GIVEN EXERCISE:
Quote the following rows line for line, without changing anything in them. Omit the pictures from your answer.

[Region outline rows]

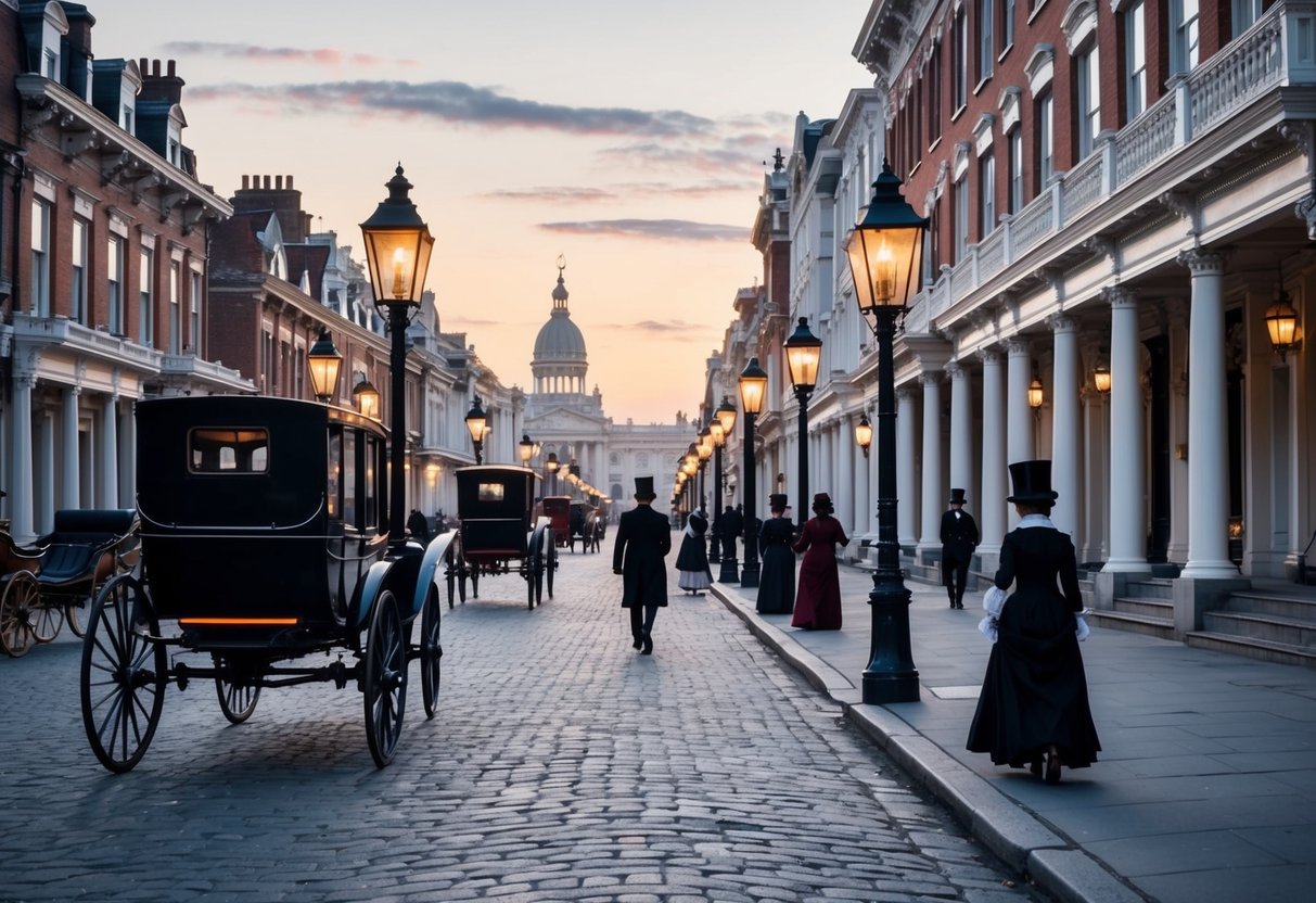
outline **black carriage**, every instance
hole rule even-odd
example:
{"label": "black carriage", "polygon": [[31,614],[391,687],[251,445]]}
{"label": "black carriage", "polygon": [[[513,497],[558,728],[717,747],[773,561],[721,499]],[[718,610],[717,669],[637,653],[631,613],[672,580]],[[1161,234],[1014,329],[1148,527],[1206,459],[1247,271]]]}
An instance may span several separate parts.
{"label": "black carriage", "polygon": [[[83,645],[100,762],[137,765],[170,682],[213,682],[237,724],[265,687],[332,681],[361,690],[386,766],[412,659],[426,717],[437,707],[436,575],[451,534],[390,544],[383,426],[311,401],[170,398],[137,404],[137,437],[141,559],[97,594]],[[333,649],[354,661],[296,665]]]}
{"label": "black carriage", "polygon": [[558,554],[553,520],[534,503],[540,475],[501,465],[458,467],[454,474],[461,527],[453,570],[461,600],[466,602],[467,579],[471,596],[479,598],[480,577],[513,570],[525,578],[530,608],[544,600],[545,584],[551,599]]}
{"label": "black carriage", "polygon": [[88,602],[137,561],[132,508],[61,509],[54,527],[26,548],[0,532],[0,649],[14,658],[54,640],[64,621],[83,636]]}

SOLUTION:
outline **black carriage**, every instance
hole rule even-odd
example:
{"label": "black carriage", "polygon": [[31,614],[391,687],[251,445]]}
{"label": "black carriage", "polygon": [[[513,497],[558,728],[717,747],[773,561],[721,499]],[[718,610],[717,669],[637,653],[631,613],[672,580]],[[1161,234],[1014,329],[1148,527],[1206,459],[1247,271]]]}
An instance may span several separate parts.
{"label": "black carriage", "polygon": [[[83,645],[100,762],[137,765],[170,682],[213,682],[237,724],[265,687],[332,681],[361,690],[386,766],[412,659],[426,717],[437,707],[436,575],[451,534],[390,544],[383,426],[311,401],[170,398],[137,404],[137,437],[141,559],[97,594]],[[333,649],[354,661],[296,665]]]}
{"label": "black carriage", "polygon": [[558,554],[553,520],[534,503],[540,475],[501,465],[458,467],[454,474],[461,527],[453,570],[461,600],[466,602],[467,579],[471,596],[479,598],[480,577],[513,570],[525,578],[530,608],[544,600],[545,584],[551,599]]}
{"label": "black carriage", "polygon": [[88,602],[137,561],[132,508],[61,509],[54,527],[26,548],[0,532],[0,649],[14,658],[54,640],[64,621],[83,636]]}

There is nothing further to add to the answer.